__Extract provided__:
________________________________________

# Training Doneks



## TheGame (Apr 17, 2008)

Can some of you Donek owners please share your training methods?


----------



## outcold00 (Aug 6, 2007)

My uncle used to have Doneks. He would let a tippler go with a couple of doneks. The tippler would lead the doneks up high and keep them flying over the loft. Then when they get just like he wanted them he would whistle real loud. The doneks would dive and spin and the tippler would stay up.


----------



## Axilleas (Jan 22, 2010)

Hi there mate !!Tippler is the worse bird to let Doneks fly with...This is how i traine my young Greek Doneks > I let out 2 old with 1 youngsta and wait for them to climb to a height maybe 1000 feet;then I toss out my droppers.Everytime you have to do this in a same way... from same position ....I keep doing this until young bird learns.

________________________________________

__Collected material__:
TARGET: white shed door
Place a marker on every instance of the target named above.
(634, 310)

________________________________________

__Jobs__:
a) In the thread on training Doneks, what did outcold00's uncle do to make the Doneks dive and spin?
b) Extend the forum thread on training Doneks past its final sentence.

__Answers below__:
a) He whistled real loud.

b)
*Greek Doneks*


----------



## outcold00 (Aug 6, 2007)

Axilleas said:


> Hi there mate !!Tippler is the worse bird to let Doneks fly with...This is how i traine my young Greek Doneks > I let out 2 old with 1 youngsta and wait for them to climb to a height maybe 1000 feet;then I toss out my droppers.Everytime you have to do this in a same way... from same position ....I keep doing this until young bird learns.
> 
> 
> *Greek Doneks*


The tippler keeps the doneks above the loft and makes them climb. My uncle had Macedonian doneks imported from Tetovo. He never used droppers he would whistle and they would freeze then dive and twirl.


----------



## Axilleas (Jan 22, 2010)

Your uncle wasnt traning his Doneks i guess they were already trained ..Still make em fly with Tippler would effect their performance my friend. ; I am from where this birds originaly came from Greece/Macedonia this is how we traine our birds for 100s of years....Doneks r high flyers so ; you dont need another breed to make em climb......Some ppl use another breed to keep them flying over the loft ....but that cant be tippler..Tippler wont dive with Doneks when you toss ur droppers or>(whistle)..and ur young birds will stay in the air with ur tippler...You want em to learn > dive n spinn with ur signal..


----------



## TheGame (Apr 17, 2008)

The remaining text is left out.